- [Consigne 1]: Réécrivez le passage du texte sur la COP28 allant de « Le président de » jusqu'à « préservant la nature. », en remplaçant « Toronto » par « Montréal ».

Le président de la COP28, Sultan Al-Jaber, à gauche, participe à la session d'ouverture du Sommet sur le climat de l'ONU COP28, à Dubaï, aux Émirats arabes unis. Crédit image : AP/Peter Dejong

Basé à Toronto, Yannick Beaudoin est directeur du changement climatique et des solutions positives pour la nature chez Alinea International. Ce géologue et économiste travaille avec des gouvernements, des industries et des universités dans plus de 80 pays afin de concevoir des approches visant à accroître le bien-être humain tout en préservant la nature.

La 28ᵉ Conférence des Parties (COP28) se déroule à Dubaï avec pour président émirati Sultan Al Jaber. Alors que le bilan climatique des Émirats arabes unis, pays hôte, est vivement critiqué et que Sultan Al Jaber est aussi le patron de la compagnie pétrolière nationale Adnoc, la question se pose : les COP sur les changements climatiques sont-elles vraiment utiles?

- [Consigne 2]: Donnez uniquement le nombre de lignes des enregistrements où figure le mot « stacked ».

- [Données fournies]:
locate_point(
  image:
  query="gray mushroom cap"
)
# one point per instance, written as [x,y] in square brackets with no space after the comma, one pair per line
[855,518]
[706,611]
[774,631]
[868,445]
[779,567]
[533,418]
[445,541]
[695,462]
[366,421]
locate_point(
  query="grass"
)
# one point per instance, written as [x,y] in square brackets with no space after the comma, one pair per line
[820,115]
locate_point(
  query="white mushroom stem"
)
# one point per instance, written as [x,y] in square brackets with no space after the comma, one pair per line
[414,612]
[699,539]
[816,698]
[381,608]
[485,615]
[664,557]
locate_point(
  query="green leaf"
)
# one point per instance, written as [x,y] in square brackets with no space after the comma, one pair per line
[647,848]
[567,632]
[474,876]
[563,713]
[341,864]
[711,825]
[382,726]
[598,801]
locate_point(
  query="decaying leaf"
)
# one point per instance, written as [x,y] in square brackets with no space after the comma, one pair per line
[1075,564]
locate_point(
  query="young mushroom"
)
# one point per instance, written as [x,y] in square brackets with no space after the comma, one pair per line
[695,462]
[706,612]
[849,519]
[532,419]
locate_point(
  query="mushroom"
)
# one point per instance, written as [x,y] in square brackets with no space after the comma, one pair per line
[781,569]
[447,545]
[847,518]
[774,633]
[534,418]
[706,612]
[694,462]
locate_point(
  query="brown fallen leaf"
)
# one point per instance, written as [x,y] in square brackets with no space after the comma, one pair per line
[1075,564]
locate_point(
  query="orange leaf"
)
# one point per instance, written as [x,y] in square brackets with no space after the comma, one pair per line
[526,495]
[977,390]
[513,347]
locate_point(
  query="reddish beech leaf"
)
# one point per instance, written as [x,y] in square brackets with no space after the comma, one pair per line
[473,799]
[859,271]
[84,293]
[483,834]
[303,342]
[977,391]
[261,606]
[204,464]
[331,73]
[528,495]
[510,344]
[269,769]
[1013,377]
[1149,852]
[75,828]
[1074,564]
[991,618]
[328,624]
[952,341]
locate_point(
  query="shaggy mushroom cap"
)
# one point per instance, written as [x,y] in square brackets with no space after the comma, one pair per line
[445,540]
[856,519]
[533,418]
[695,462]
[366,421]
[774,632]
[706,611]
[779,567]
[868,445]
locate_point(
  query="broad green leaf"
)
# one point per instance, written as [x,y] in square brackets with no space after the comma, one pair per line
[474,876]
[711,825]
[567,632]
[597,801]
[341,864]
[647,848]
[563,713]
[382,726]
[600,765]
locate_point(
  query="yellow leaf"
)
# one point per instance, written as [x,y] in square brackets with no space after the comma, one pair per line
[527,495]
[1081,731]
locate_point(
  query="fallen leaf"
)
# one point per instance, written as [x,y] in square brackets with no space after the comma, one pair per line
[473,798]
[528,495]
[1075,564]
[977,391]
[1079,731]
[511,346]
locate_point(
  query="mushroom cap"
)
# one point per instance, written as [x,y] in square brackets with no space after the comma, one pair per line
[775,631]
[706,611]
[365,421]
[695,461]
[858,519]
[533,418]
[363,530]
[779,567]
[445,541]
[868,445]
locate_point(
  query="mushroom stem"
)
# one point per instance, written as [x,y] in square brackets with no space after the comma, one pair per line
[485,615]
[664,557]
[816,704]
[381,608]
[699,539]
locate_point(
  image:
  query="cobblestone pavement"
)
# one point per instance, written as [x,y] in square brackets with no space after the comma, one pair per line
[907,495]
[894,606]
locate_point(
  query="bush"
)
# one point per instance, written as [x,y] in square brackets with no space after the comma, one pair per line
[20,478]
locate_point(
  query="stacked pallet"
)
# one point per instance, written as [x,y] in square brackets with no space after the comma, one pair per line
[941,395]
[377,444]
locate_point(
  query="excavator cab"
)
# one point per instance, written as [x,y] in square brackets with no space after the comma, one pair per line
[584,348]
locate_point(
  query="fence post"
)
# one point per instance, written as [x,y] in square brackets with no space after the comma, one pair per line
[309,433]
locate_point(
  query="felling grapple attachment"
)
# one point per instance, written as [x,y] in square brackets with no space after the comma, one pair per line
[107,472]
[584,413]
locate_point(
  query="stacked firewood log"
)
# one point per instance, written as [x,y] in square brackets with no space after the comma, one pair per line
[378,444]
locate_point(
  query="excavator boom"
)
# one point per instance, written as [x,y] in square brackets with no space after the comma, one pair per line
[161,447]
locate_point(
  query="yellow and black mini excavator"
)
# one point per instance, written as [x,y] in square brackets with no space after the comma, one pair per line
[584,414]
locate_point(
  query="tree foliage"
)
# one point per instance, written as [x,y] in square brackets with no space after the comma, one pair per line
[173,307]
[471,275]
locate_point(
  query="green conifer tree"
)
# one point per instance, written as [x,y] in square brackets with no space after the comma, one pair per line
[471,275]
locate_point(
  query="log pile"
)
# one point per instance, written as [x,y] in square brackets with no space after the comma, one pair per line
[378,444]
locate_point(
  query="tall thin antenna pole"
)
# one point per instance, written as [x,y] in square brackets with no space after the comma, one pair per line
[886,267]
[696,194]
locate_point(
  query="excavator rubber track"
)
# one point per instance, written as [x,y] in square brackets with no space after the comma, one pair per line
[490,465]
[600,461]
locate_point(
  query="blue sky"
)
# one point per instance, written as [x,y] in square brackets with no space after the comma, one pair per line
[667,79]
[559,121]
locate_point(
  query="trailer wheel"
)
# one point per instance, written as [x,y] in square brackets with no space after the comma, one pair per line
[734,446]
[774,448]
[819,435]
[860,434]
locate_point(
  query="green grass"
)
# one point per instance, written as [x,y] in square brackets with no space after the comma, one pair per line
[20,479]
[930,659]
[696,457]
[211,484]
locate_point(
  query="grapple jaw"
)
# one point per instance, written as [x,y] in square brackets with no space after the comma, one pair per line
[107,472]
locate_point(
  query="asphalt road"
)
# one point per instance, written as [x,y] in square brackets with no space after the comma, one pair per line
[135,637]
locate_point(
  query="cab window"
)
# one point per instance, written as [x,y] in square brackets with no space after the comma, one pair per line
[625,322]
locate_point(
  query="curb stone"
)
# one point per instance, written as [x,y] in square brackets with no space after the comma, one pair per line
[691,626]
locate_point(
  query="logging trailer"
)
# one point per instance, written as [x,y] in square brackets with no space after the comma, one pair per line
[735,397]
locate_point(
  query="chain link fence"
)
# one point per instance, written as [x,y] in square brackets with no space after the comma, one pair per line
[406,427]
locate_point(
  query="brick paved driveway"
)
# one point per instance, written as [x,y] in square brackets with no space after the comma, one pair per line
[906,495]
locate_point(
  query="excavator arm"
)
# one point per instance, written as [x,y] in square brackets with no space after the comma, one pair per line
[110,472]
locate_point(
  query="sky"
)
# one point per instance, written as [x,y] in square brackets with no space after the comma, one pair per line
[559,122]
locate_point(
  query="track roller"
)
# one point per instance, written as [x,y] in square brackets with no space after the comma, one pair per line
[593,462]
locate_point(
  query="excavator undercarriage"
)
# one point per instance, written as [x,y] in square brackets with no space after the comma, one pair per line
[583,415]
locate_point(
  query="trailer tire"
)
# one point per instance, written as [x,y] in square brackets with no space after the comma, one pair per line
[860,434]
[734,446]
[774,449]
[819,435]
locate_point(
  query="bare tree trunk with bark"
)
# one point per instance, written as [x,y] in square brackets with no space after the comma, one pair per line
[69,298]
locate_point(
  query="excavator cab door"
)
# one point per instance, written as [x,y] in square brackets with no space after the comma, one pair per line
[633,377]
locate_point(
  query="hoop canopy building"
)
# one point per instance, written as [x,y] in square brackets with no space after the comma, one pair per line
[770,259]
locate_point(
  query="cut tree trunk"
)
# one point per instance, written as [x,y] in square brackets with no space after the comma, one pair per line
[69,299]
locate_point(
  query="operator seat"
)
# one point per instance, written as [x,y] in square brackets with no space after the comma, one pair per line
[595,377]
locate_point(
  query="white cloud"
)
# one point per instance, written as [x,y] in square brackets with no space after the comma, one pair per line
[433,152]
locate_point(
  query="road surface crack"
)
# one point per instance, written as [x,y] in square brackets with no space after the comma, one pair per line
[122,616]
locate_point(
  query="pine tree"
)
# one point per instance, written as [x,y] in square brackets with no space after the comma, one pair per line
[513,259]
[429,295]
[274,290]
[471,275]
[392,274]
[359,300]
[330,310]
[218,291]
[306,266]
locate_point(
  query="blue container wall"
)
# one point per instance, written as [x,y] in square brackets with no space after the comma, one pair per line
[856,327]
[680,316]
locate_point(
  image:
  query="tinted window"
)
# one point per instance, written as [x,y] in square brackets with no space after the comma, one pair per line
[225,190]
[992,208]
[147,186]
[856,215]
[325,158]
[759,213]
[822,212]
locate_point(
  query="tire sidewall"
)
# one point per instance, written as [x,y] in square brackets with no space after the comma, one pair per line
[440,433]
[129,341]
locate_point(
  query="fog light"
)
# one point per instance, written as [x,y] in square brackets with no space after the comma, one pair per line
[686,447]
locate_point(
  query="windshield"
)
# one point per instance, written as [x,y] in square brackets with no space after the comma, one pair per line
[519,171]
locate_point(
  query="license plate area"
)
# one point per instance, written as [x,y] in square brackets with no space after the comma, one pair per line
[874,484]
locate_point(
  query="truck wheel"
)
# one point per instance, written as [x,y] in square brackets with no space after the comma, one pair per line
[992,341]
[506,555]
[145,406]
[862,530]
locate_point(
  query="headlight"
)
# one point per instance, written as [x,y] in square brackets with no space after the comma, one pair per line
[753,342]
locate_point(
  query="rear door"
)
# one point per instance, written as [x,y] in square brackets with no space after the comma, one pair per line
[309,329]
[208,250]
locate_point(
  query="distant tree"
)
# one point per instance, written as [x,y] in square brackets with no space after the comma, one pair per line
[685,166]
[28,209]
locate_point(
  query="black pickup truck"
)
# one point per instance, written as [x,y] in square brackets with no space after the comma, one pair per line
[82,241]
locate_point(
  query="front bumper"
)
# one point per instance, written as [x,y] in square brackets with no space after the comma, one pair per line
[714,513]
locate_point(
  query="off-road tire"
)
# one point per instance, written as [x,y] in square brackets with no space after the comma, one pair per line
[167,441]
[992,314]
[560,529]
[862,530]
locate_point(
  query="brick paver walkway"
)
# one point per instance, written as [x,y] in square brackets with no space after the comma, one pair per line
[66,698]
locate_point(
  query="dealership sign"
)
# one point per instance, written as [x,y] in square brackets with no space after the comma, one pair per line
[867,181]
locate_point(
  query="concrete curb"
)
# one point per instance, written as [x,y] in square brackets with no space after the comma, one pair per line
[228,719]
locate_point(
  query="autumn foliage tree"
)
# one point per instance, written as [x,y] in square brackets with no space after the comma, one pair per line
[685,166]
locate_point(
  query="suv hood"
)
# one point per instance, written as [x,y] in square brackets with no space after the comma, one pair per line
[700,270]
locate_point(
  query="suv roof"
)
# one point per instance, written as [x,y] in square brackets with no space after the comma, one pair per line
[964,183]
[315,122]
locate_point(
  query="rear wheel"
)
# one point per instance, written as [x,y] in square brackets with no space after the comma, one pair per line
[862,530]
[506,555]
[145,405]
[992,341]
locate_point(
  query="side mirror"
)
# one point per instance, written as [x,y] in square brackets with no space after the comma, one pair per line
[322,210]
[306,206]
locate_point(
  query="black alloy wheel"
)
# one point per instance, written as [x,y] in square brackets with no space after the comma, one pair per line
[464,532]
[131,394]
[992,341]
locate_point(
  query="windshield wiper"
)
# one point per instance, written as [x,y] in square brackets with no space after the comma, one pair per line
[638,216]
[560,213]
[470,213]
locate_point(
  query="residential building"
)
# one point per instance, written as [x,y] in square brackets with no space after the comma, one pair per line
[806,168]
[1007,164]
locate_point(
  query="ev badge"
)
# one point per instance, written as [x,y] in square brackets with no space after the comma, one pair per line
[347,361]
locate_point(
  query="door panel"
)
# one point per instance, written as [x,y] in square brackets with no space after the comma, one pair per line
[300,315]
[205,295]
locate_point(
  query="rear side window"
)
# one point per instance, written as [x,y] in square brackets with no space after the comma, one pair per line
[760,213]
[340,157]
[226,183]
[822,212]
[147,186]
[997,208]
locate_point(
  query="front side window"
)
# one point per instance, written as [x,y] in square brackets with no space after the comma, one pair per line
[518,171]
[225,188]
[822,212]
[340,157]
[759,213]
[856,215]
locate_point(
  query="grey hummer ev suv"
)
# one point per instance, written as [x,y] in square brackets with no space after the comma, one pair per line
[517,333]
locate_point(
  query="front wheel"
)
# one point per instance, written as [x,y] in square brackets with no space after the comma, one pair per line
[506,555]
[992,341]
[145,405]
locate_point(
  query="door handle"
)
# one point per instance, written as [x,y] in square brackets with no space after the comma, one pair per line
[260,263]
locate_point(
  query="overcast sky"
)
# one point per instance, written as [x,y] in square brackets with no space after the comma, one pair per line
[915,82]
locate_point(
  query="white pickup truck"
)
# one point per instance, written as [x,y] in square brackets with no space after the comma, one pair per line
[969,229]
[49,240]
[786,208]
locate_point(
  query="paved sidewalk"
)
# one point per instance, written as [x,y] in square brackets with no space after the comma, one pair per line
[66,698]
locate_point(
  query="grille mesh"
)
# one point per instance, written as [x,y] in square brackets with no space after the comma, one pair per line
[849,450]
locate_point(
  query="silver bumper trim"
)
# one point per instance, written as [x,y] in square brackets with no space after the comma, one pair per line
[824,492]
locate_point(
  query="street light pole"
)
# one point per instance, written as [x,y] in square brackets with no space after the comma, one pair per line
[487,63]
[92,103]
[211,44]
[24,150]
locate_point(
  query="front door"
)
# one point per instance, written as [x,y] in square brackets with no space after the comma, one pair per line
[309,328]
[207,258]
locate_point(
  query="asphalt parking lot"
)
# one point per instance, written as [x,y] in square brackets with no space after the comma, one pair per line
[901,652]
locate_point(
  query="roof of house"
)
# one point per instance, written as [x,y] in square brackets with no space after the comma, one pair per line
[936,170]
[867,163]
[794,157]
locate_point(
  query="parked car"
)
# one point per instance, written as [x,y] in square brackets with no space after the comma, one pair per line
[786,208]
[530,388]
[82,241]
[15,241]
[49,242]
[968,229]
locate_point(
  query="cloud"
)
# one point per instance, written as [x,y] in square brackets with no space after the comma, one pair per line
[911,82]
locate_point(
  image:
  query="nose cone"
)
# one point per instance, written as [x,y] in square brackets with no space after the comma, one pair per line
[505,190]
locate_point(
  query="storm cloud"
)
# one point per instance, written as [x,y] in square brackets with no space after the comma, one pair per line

- [Réponse complète 1]:
Le président de la COP28, Sultan Al-Jaber, à gauche, participe à la session d'ouverture du Sommet sur le climat de l'ONU COP28, à Dubaï, aux Émirats arabes unis. Crédit image : AP/Peter Dejong

Basé à Montréal, Yannick Beaudoin est directeur du changement climatique et des solutions positives pour la nature chez Alinea International. Ce géologue et économiste travaille avec des gouvernements, des industries et des universités dans plus de 80 pays afin de concevoir des approches visant à accroître le bien-être humain tout en préservant la nature.

- [Réponse complète 2]: 2